Given problem 1: In the time value of money notes, what loan balance remains after the payment at the end of year 2?
--- Provided text ---
Time Value of Money

BUSI 721: Data-Driven Finance I

Kerry Back, Rice University

Overview

• PV = present value = today's value
• FV = future value = value at some particular time in the future
• r = interest rate, discount rate, expected rate of return, required rate of return, cost of capital, $\ldots$
• n = number of periods (could be years or months or $\ldots$)

$$\text{PV} = \frac{\text{FV}}{(1+r)^n} \quad \Leftrightarrow \quad \text{FV} = \text{PV} \times (1+r)^n$$

• used for loan calculations, retirement planning, evaluation of corporate investment projects, $\ldots$

Example

Suppose we invest $\$1,000$ at an annual interest rate of 5% for 2 years.

End of Year 1:

At the end of the first year, we'll have earn interest on our initial investment equal to $\$1,000$ multiplied by $0.05$. So, the balance at the end of the year would be our initial investment plus the interest earned.

Balance = Initial Investment + Interest

Balance = $\$1,000 \times 1 + \$1,000 \times 0.05$

Balance = $\$1,000 \times 1.05$

End of Year 2:

During the second year, we'll earn interest on the balance from the end of the first year, which is $\$1,000 \times 1.05$.

Interest for the second year: $(\$1,000 \times 1.05) \times 0.05$

Balance = $(\$1,000 \times 1.05) \times 1 + (\$1,000 \times 1.05) \times 0.05$

Balance = $\$1,000 \times 1.05 \times 1.05$

Balance = $\$1,000 \times 1.05^2$

Continuing this pattern, for any given year n, the future value of the investment will be:

$$\text{FV} = \$1,000 \times 1.05^n$$

Loan Balance Example

Imagine you take out a loan of $\$10,000$ at an annual interest rate of 5%. You agree to repay the loan in annual installments of $\$2,500$.

End of Year 1:

• Interest for the year: $\$10,000 \times 0.05 = \$500$
• Total amount owed (before payment): $\$10,000 + \$500 = \$10,500$
• After making the annual payment of $\$2,500$, the remaining balance is: $\$10,500 - \$2,500 = \$8,000$

End of Year 2:

• Interest for the year: $\$8,000 \times 0.05 = \$400$
• Total amount owed (before payment): $\$8,000 + \$400 = \$8,400$
• After making the annual payment of $\$2,500$, the remaining balance is: $\$8,400 - \$2,500 = \$5,900$

And so on...
---
Given problem 2: Pull out every line of the rows below that contains the word "pastry". Matching is case-sensitive.
--- Records supplied ---
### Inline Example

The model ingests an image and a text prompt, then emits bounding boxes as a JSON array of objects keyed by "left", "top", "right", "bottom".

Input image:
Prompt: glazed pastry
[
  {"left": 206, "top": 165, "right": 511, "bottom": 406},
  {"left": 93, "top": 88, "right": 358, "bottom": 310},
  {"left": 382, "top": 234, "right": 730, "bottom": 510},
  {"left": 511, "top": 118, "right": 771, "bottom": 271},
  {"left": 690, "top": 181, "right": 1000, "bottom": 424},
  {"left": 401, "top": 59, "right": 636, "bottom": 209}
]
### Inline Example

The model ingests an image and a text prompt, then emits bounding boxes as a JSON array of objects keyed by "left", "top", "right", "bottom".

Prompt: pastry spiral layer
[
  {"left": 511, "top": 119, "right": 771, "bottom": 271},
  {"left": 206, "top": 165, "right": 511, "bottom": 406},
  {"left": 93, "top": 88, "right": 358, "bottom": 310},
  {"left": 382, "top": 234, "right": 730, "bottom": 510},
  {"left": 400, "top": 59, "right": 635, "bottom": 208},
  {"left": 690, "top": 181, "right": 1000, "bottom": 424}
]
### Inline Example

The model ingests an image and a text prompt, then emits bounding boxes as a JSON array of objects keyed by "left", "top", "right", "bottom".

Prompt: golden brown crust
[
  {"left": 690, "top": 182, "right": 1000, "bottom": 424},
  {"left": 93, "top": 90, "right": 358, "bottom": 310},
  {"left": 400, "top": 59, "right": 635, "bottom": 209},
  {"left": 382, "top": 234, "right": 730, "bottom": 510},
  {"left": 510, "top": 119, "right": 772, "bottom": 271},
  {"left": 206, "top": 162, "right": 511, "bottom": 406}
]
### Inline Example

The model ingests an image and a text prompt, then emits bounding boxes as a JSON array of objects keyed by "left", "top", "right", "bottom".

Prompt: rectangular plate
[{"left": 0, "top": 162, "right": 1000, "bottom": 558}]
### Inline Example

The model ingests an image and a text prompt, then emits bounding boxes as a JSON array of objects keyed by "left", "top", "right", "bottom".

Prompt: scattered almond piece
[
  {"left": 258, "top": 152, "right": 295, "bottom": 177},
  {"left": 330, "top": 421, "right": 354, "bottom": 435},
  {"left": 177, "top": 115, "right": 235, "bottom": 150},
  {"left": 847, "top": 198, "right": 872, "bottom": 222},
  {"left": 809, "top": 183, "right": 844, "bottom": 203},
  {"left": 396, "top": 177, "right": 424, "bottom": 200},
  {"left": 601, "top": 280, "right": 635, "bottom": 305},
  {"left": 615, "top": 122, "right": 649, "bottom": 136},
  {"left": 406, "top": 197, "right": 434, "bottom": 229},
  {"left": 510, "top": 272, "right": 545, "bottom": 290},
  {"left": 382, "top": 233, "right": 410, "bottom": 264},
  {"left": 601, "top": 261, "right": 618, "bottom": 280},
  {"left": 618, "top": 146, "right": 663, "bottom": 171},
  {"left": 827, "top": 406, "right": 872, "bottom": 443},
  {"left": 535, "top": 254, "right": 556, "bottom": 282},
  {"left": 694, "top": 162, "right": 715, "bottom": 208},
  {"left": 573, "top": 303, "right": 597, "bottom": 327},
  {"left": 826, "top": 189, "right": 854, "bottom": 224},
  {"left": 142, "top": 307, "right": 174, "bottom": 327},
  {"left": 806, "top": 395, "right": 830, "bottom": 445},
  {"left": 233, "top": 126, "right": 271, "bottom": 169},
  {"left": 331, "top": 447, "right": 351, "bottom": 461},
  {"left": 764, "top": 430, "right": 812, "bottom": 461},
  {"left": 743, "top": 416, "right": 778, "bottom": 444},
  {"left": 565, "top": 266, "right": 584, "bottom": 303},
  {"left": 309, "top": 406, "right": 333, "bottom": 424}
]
---
Expected answer 1: $5,900

Expected answer 2:
Prompt: glazed pastry
Prompt: pastry spiral layer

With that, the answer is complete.